> REQUIRED ACTION: Give back the full data, retyped precisely.

(Natural language region descriptions)
Content starts

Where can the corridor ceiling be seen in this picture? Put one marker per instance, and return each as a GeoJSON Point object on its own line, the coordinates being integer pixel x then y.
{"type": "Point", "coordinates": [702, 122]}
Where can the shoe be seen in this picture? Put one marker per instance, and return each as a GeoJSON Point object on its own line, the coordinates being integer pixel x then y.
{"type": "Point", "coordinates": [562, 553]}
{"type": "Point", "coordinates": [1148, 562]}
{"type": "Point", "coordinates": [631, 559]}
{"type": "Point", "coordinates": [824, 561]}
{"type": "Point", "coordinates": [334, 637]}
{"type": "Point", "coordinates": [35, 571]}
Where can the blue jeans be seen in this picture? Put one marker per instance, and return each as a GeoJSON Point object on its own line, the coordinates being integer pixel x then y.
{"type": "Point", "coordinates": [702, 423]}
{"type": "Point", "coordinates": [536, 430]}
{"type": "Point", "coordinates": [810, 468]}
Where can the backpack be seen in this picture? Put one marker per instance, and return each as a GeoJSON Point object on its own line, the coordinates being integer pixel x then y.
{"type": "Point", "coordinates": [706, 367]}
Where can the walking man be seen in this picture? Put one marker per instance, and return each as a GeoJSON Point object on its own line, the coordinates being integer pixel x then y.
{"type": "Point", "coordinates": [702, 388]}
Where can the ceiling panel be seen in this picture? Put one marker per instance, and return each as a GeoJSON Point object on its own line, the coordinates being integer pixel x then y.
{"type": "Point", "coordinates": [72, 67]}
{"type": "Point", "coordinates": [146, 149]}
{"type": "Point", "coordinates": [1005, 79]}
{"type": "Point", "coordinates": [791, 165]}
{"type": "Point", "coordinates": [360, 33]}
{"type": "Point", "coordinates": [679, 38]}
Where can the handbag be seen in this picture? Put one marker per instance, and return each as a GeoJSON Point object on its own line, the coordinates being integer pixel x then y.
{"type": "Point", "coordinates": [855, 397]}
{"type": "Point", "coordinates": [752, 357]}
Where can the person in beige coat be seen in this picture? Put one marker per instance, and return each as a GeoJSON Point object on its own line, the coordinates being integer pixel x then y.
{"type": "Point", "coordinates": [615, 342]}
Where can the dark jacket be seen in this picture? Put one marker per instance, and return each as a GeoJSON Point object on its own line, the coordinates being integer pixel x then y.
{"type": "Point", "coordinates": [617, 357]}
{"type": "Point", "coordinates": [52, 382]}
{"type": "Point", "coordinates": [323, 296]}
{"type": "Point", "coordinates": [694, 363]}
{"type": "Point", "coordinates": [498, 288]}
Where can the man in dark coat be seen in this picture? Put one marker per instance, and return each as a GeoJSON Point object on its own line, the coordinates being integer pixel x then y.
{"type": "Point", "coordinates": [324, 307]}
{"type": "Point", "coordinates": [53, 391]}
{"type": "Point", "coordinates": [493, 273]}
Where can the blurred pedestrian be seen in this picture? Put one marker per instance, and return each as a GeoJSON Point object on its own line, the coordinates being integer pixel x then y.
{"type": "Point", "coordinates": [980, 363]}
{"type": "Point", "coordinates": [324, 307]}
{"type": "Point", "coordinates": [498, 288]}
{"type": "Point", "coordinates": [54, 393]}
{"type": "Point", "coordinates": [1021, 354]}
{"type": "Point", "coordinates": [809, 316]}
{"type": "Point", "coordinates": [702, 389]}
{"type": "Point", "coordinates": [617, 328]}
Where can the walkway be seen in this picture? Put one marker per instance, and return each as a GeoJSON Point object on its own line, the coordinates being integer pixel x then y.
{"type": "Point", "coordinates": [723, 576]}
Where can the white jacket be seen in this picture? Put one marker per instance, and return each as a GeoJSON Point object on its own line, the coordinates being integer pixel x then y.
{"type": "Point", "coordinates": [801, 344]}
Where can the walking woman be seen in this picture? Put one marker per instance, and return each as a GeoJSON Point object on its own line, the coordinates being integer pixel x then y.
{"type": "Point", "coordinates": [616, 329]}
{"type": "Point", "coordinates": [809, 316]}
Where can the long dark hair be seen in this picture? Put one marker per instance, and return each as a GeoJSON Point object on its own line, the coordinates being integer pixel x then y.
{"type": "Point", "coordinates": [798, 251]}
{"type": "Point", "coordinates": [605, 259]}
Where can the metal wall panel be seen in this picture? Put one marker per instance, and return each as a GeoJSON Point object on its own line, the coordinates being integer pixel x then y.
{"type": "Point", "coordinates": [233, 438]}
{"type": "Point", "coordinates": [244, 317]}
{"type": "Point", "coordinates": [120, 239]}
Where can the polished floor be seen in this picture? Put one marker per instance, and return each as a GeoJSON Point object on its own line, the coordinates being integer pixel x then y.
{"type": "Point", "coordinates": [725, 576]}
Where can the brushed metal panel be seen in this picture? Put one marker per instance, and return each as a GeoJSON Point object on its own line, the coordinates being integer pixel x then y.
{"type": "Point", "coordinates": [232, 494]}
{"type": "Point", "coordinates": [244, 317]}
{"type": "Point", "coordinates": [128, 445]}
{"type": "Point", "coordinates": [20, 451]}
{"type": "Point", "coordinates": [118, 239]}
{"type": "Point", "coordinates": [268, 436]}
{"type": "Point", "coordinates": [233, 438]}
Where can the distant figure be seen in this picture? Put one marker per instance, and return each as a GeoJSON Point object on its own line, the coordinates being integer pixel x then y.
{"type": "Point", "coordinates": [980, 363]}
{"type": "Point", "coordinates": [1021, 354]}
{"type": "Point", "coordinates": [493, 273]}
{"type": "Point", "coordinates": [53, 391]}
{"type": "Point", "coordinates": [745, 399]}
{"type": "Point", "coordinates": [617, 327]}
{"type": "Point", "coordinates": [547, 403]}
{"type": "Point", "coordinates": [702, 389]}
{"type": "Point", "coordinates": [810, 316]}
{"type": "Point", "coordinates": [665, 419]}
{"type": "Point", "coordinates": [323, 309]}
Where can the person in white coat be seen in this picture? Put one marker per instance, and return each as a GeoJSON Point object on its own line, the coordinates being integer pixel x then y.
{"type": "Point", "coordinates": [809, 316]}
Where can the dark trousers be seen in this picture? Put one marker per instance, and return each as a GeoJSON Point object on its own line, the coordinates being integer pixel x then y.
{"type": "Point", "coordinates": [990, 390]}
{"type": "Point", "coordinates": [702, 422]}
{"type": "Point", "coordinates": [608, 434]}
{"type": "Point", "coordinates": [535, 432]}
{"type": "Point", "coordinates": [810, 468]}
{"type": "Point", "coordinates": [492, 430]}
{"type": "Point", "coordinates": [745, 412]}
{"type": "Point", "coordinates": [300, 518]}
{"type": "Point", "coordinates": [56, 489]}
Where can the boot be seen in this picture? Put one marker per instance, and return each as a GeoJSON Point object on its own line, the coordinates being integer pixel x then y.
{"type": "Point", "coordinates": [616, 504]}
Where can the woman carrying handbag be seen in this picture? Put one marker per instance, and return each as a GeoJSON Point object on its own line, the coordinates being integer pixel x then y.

Content ends

> THE ANSWER:
Where can the corridor ceiling be seen in this picture? Put one marker per instance, and return each as a GeoJSON Point object on its own line, the coordinates being integer pixel x then y.
{"type": "Point", "coordinates": [702, 122]}
Where can the shoe be seen in this picture? Put one marker per instance, and return each as a GeoJSON Point object on its own line, the coordinates being integer pixel x then y.
{"type": "Point", "coordinates": [562, 553]}
{"type": "Point", "coordinates": [1148, 562]}
{"type": "Point", "coordinates": [631, 559]}
{"type": "Point", "coordinates": [824, 561]}
{"type": "Point", "coordinates": [334, 637]}
{"type": "Point", "coordinates": [35, 571]}
Where can the blue jeans be seen in this picture? Put one marker per instance, and return each as a GeoJSON Point object on its own line, the coordinates being integer pixel x then y.
{"type": "Point", "coordinates": [702, 423]}
{"type": "Point", "coordinates": [536, 430]}
{"type": "Point", "coordinates": [810, 468]}
Where can the backpack be seen in this picture? Put one marker per instance, and return each as a GeoJSON Point object on its own line, the coordinates being integer pixel x then y.
{"type": "Point", "coordinates": [706, 367]}
Where can the walking man be seen in this picture? Put one marker per instance, and return each as a GeoJSON Point object on its own line, the coordinates being integer pixel x then y.
{"type": "Point", "coordinates": [702, 388]}
Where can the ceiling panel be seen in this picture? Put one marker per instance, and return each as a GeoJSON Point object on its own line, the coordinates being integer pixel x then y.
{"type": "Point", "coordinates": [72, 67]}
{"type": "Point", "coordinates": [146, 149]}
{"type": "Point", "coordinates": [1005, 79]}
{"type": "Point", "coordinates": [791, 165]}
{"type": "Point", "coordinates": [360, 33]}
{"type": "Point", "coordinates": [679, 38]}
Where can the handbag be seen in this picture? Put one marker per instance, and return each as a GeoJSON Point object on its own line, the coordinates being integer pixel x then y.
{"type": "Point", "coordinates": [855, 397]}
{"type": "Point", "coordinates": [752, 357]}
Where can the person in beige coat be seen in this picture? Put one marker per instance, and return each as a GeoJSON Point object on its own line, the coordinates being integer pixel x then y.
{"type": "Point", "coordinates": [615, 342]}
Where can the dark jacket be seen in this picture? Put one marker per instance, and return each as a GeoJSON Point object on its own line, the coordinates being integer pixel x then y.
{"type": "Point", "coordinates": [617, 357]}
{"type": "Point", "coordinates": [52, 382]}
{"type": "Point", "coordinates": [323, 296]}
{"type": "Point", "coordinates": [694, 363]}
{"type": "Point", "coordinates": [498, 288]}
Where can the man in dark coat be seen in this picture? Put one marker per instance, and return each as a GeoJSON Point object on its own line, the coordinates being integer pixel x then y.
{"type": "Point", "coordinates": [324, 307]}
{"type": "Point", "coordinates": [53, 391]}
{"type": "Point", "coordinates": [493, 273]}
Where can the blurred pedestrian be seen in this picture? Put one marker per instance, and return each as a GeoJSON Point object on its own line, the coordinates being integer pixel x then y.
{"type": "Point", "coordinates": [980, 363]}
{"type": "Point", "coordinates": [324, 307]}
{"type": "Point", "coordinates": [498, 288]}
{"type": "Point", "coordinates": [54, 393]}
{"type": "Point", "coordinates": [1021, 354]}
{"type": "Point", "coordinates": [809, 316]}
{"type": "Point", "coordinates": [702, 389]}
{"type": "Point", "coordinates": [617, 328]}
Where can the walkway be seen in this picture? Put one marker per instance, and return each as a GeoJSON Point object on its own line, the coordinates being integer pixel x then y.
{"type": "Point", "coordinates": [723, 576]}
Where can the white jacket be seen in this picture? Put one marker per instance, and return each as a GeoJSON Point object on its own line, the coordinates being integer pixel x then y.
{"type": "Point", "coordinates": [801, 344]}
Where can the walking woman be seen in this picture? Put one marker per instance, and return each as a GeoJSON Point object on its own line, the coordinates being integer pixel x then y.
{"type": "Point", "coordinates": [616, 329]}
{"type": "Point", "coordinates": [809, 316]}
Where can the long dark hair be seen in this picture? Put one marker per instance, and return each as a GeoJSON Point object on its own line, the coordinates being integer pixel x then y.
{"type": "Point", "coordinates": [798, 251]}
{"type": "Point", "coordinates": [605, 259]}
Where can the metal wall panel be seen in this picture? Put one marker per instance, and return each as a GeoJSON Point object on its own line, the coordinates being integer pixel x then y.
{"type": "Point", "coordinates": [233, 438]}
{"type": "Point", "coordinates": [244, 317]}
{"type": "Point", "coordinates": [120, 239]}
Where can the polished floor be seen in this picture? Put one marker per instance, and return each as a GeoJSON Point object on its own line, the coordinates being integer pixel x then y.
{"type": "Point", "coordinates": [725, 576]}
Where can the brushed metal panel be seen in this picture? Put one marker per instance, and return each as a GeoJSON Point object on its own line, the coordinates being integer pixel x then y.
{"type": "Point", "coordinates": [232, 494]}
{"type": "Point", "coordinates": [244, 317]}
{"type": "Point", "coordinates": [128, 445]}
{"type": "Point", "coordinates": [20, 451]}
{"type": "Point", "coordinates": [118, 239]}
{"type": "Point", "coordinates": [268, 436]}
{"type": "Point", "coordinates": [233, 438]}
Where can the distant figure be seen in this picture? Put one marker per instance, and return each as a GeoJSON Point object on its own line, the coordinates being integer pixel x then y.
{"type": "Point", "coordinates": [980, 363]}
{"type": "Point", "coordinates": [1021, 354]}
{"type": "Point", "coordinates": [493, 273]}
{"type": "Point", "coordinates": [53, 391]}
{"type": "Point", "coordinates": [745, 399]}
{"type": "Point", "coordinates": [617, 327]}
{"type": "Point", "coordinates": [547, 403]}
{"type": "Point", "coordinates": [702, 389]}
{"type": "Point", "coordinates": [810, 316]}
{"type": "Point", "coordinates": [665, 419]}
{"type": "Point", "coordinates": [323, 309]}
Where can the person in white coat be seen in this picture? Put one marker per instance, and return each as a GeoJSON Point object on its own line, the coordinates being integer pixel x then y.
{"type": "Point", "coordinates": [809, 316]}
Where can the dark trousers be seen in this picture? Put one marker per instance, and return each as a GeoJSON Point object on its own line, the coordinates being integer pixel x then y.
{"type": "Point", "coordinates": [990, 390]}
{"type": "Point", "coordinates": [702, 422]}
{"type": "Point", "coordinates": [608, 434]}
{"type": "Point", "coordinates": [535, 432]}
{"type": "Point", "coordinates": [810, 468]}
{"type": "Point", "coordinates": [492, 430]}
{"type": "Point", "coordinates": [745, 412]}
{"type": "Point", "coordinates": [300, 518]}
{"type": "Point", "coordinates": [56, 489]}
Where can the boot be seen in this picture? Put one marker per instance, and return each as a GeoJSON Point object on its own line, the coordinates being integer pixel x then y.
{"type": "Point", "coordinates": [616, 504]}
Where can the woman carrying handbag be seen in this picture? Put one marker per instance, and return each as a GeoJSON Point object on its own line, the coordinates being integer pixel x then y.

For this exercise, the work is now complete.